Exercise task: Could you reproduce all of the material below word for word, with no changes?

Records to use:
——
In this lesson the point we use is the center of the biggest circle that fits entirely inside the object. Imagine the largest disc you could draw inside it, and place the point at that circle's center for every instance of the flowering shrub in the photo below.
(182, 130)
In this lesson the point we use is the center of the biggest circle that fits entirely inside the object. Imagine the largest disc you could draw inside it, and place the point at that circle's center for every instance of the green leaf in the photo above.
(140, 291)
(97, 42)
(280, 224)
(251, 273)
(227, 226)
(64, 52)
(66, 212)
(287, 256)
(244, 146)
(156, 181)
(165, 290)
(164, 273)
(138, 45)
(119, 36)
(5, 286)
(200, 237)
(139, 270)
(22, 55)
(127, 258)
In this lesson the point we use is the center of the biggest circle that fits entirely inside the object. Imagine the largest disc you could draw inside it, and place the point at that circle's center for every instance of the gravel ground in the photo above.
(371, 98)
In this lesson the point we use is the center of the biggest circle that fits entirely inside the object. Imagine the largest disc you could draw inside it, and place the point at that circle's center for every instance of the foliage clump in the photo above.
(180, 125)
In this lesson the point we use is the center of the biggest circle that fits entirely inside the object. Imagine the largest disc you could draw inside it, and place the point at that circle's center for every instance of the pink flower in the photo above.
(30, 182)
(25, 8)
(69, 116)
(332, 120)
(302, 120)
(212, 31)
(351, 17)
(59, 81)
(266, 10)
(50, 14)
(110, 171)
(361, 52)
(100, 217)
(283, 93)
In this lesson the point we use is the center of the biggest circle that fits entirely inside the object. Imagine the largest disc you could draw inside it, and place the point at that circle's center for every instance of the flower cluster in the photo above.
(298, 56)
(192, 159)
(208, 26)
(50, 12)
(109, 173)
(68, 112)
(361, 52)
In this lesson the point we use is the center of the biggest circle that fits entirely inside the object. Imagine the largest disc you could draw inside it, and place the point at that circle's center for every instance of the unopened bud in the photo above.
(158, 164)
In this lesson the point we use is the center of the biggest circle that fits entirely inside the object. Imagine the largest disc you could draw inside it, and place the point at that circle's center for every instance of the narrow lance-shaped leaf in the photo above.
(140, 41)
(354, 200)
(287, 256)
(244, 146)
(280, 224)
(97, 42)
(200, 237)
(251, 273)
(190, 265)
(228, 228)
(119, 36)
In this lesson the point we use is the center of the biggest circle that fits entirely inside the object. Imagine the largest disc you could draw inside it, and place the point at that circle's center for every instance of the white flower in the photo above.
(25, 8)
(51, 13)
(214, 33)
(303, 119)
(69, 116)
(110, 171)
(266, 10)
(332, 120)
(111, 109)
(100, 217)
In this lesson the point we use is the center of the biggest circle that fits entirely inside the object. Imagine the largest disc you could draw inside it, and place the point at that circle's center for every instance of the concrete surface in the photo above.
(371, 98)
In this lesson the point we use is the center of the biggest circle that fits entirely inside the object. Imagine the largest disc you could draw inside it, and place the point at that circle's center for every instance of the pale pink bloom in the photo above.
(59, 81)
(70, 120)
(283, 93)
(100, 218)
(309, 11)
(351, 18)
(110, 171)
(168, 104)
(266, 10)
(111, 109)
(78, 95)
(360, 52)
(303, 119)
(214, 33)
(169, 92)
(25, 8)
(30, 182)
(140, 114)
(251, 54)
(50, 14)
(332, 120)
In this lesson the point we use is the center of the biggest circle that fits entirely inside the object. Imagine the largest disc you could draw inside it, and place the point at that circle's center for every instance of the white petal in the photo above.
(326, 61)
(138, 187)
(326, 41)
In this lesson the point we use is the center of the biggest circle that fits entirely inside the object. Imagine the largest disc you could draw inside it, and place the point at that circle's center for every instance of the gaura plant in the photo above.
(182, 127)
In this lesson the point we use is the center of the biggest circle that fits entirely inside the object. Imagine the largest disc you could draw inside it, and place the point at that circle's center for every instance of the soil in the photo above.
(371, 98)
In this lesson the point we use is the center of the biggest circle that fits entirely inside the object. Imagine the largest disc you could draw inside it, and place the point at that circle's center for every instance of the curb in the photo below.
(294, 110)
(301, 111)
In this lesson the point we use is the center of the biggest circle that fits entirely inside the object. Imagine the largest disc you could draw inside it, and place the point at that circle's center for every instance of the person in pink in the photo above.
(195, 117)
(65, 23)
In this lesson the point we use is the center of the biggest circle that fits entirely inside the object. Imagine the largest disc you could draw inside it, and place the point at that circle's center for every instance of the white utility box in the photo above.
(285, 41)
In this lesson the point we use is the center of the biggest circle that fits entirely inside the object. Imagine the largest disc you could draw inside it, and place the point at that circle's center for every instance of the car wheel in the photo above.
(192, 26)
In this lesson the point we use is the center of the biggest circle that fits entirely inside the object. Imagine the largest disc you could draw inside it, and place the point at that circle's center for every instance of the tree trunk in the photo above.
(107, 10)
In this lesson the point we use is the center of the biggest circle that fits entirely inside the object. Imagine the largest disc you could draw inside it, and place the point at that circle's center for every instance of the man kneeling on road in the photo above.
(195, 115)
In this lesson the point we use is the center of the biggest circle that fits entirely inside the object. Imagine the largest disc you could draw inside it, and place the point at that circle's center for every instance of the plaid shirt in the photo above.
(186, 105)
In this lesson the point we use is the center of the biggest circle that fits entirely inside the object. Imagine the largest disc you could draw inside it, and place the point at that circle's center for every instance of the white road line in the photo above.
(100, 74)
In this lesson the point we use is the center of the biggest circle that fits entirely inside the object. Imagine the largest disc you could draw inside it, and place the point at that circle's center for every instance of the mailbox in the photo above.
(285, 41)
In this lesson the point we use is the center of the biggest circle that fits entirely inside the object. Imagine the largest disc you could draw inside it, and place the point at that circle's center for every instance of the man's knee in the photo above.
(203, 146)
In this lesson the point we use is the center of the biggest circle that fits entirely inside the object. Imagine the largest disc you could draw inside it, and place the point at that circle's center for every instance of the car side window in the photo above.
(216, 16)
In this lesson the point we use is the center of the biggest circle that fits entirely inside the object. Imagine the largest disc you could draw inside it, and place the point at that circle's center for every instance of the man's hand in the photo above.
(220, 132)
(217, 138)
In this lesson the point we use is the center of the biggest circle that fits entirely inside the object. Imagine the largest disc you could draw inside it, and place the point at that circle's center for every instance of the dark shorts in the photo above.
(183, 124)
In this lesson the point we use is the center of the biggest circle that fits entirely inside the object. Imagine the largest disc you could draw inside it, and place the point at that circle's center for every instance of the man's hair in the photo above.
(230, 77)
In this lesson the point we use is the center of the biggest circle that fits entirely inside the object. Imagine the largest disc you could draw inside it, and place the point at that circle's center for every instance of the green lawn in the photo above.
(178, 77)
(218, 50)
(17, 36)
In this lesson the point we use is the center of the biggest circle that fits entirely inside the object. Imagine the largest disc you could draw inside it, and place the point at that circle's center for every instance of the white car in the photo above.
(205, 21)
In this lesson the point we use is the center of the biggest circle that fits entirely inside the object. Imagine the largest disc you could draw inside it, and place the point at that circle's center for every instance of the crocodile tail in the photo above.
——
Task response:
In this lesson the point we use is the center of the biggest circle that fits entirely inside the object. Imagine the largest disc you could draw inside it, and place the point at that circle's center for every instance of the flowering shrub in the photo below.
(182, 130)
In this lesson the point we use is the center of the biggest circle that fits entirely inside the object. Imagine the largest disc you could draw inside it, and place the point at that circle's center for every instance of the green leaf in the photo above.
(140, 291)
(97, 42)
(280, 224)
(251, 273)
(227, 226)
(64, 52)
(66, 212)
(287, 256)
(244, 146)
(156, 181)
(165, 290)
(164, 273)
(138, 45)
(119, 36)
(5, 286)
(200, 237)
(139, 270)
(22, 55)
(127, 258)
In this lesson the point we use is the center of the biggest circle that fits entirely inside the object. Imagine the largest disc you could draw inside it, and place the point at that circle's center for every instance of the gravel ground in the photo above.
(371, 98)
In this lesson the point we use is the center of the biggest circle that fits entirely inside the object. Imagine the largest disc you could draw inside it, and place the point at that circle's center for every instance of the foliage clump in the photo above.
(180, 125)
In this lesson the point we use is the center of the biggest circle that fits entirely inside the object. Imagine the largest disc you could draw inside it, and place the point at that circle's center for every instance of the pink flower in the photo above.
(30, 182)
(25, 8)
(69, 116)
(332, 120)
(302, 120)
(212, 31)
(351, 17)
(59, 81)
(266, 10)
(50, 14)
(110, 171)
(361, 52)
(100, 217)
(283, 93)
In this lesson the point we use is the center of the biggest circle that fits entirely inside the object. Imagine the largest disc you could draw inside it, and place the point at that circle's center for every instance of the flower cluster in the photo above.
(298, 56)
(192, 159)
(208, 26)
(50, 12)
(109, 173)
(68, 112)
(361, 52)
In this lesson the point we use is the center of the biggest circle that fits entirely inside the object. Imagine the largest disc you could draw inside it, and place the point at that circle's center for every instance of the unopened bud in the photo above.
(158, 164)
In this lesson the point we use is the center of the biggest circle that fits entirely inside the object. Imagine the largest disc you could draw inside it, and place the point at that circle's center for every instance of the narrow lance-shaped leaf in the photo above.
(140, 41)
(354, 200)
(287, 256)
(244, 146)
(280, 224)
(97, 42)
(200, 237)
(251, 273)
(190, 265)
(228, 228)
(119, 36)
In this lesson the point we use is the center of the biggest circle that fits entirely inside the object. Imagine the largest disc you could draw inside it, and place the point at that circle's center for every instance of the white flower in the photo above.
(25, 8)
(51, 13)
(214, 33)
(303, 119)
(69, 116)
(110, 171)
(266, 10)
(332, 120)
(111, 109)
(100, 217)
In this lesson the point we use is the center of the biggest circle that fits entirely inside the object. Imagine the largest disc you could draw inside it, and place the point at that circle's center for every instance of the concrete surface in the photo above.
(371, 98)
In this lesson the point we use is the center of the biggest circle that fits entirely inside the object. Imagine the largest disc you could draw inside it, and place the point at that circle's center for every instance of the pale pink bloom in the photo above.
(59, 81)
(70, 120)
(283, 93)
(100, 218)
(309, 11)
(351, 18)
(110, 171)
(168, 104)
(266, 10)
(111, 109)
(78, 95)
(360, 52)
(303, 119)
(214, 33)
(169, 92)
(25, 8)
(30, 182)
(140, 114)
(251, 54)
(50, 14)
(332, 120)
In this lesson the point we use is the center of the biggest circle that fits entirely inside the object. Imagine the largest disc you could draw inside it, and place the point at that circle's center for every instance of the white petal in the photo above.
(326, 61)
(138, 187)
(326, 41)
In this lesson the point we use is the center of the biggest circle that fits entirely inside the object. Imagine the largest disc you could draw inside it, and place the point at that circle's center for every instance of the gaura plant in the photo above.
(182, 127)
In this lesson the point we use is the center of the biggest circle that fits entirely inside the object. Imagine the largest disc you could draw inside it, and place the point at that circle's center for every instance of the soil in the photo above.
(371, 98)
In this lesson the point we use is the center of the biggest circle that fits entirely inside the object. Imagine the largest disc you could draw inside it, and place the point at that circle's center for every instance of the curb in the photo below.
(294, 110)
(301, 111)
In this lesson the point we use is the center of the biggest circle that fits entirely inside the object. Imagine the largest disc you could draw inside it, and place the point at that circle's center for every instance of the person in pink in the photo above.
(195, 117)
(65, 23)
In this lesson the point we use is the center of the biggest circle that fits entirely inside the object. Imagine the largest disc you could draw inside it, and place the point at that circle's center for every instance of the white utility box in the photo above.
(285, 41)
In this lesson the point we use is the center of the biggest circle that fits entirely inside the object. Imagine the largest disc you could draw inside it, and place the point at that circle's center for every instance of the car wheel in the photo above.
(192, 26)
In this lesson the point we use is the center of the biggest circle that fits entirely inside the object. Imagine the largest disc you could draw inside it, and place the point at that circle's center for every instance of the tree trunk in the photo above.
(107, 10)
In this lesson the point we use is the center of the biggest circle that fits entirely inside the object. Imagine the largest disc you could draw inside it, and place the point at that circle's center for every instance of the man kneeling on road in the photo above.
(195, 115)
In this lesson the point we use is the center of the biggest circle that fits entirely inside the object. Imagine the largest disc you could draw inside it, and place the point at that circle's center for every instance of the plaid shirt in the photo above.
(186, 105)
In this lesson the point we use is the center of the biggest circle that fits entirely inside the object. Imagine the largest disc you could draw inside it, and place the point at that circle's center for every instance of the white road line in the photo above.
(100, 74)
In this lesson the point we use is the center of the biggest circle that fits entirely inside the object. Imagine the largest disc you could draw inside it, and place the point at that circle's center for every instance of the mailbox in the photo above.
(285, 41)
In this lesson the point we use is the center of the biggest circle that fits entirely inside the object. Imagine the largest disc you could draw inside it, and place the point at that circle's center for every instance of the man's knee in the photo above.
(203, 146)
In this lesson the point we use is the center of the biggest circle that fits entirely inside the object. Imagine the largest disc you could draw inside it, and place the point at that circle's center for every instance of the car side window in the photo above.
(216, 16)
In this lesson the point we use is the center of the biggest circle that fits entirely inside the object. Imagine the largest disc you could draw inside it, and place the point at that circle's center for every instance of the man's hand in the photo above.
(220, 132)
(217, 138)
In this lesson the point we use is the center of the biggest circle that fits entirely inside the object. Imagine the largest disc you could draw inside it, and place the point at that circle's center for every instance of the dark shorts in the photo above.
(183, 124)
In this lesson the point we use is the center of the biggest circle that fits entirely inside the object. Imagine the largest disc you could draw inside it, and place the point at that circle's center for every instance of the man's hair in the photo above.
(230, 77)
In this lesson the point we use is the center of the biggest circle that fits entirely inside the object. Imagine the largest disc you could draw inside it, and place the point at that circle's center for every instance of the green lawn in the photo above.
(178, 77)
(218, 50)
(17, 36)
In this lesson the point we use is the center of the biggest circle that fits entirely inside the object. Imagine the largest disc you could draw inside it, and place the point at that circle's center for every instance of the white car in the photo above.
(205, 21)
In this lesson the point we use is the center of the biggest circle that fits entirely inside the object. Imagine the largest disc you could draw inside it, and place the point at that circle's center for every instance of the crocodile tail in the photo above.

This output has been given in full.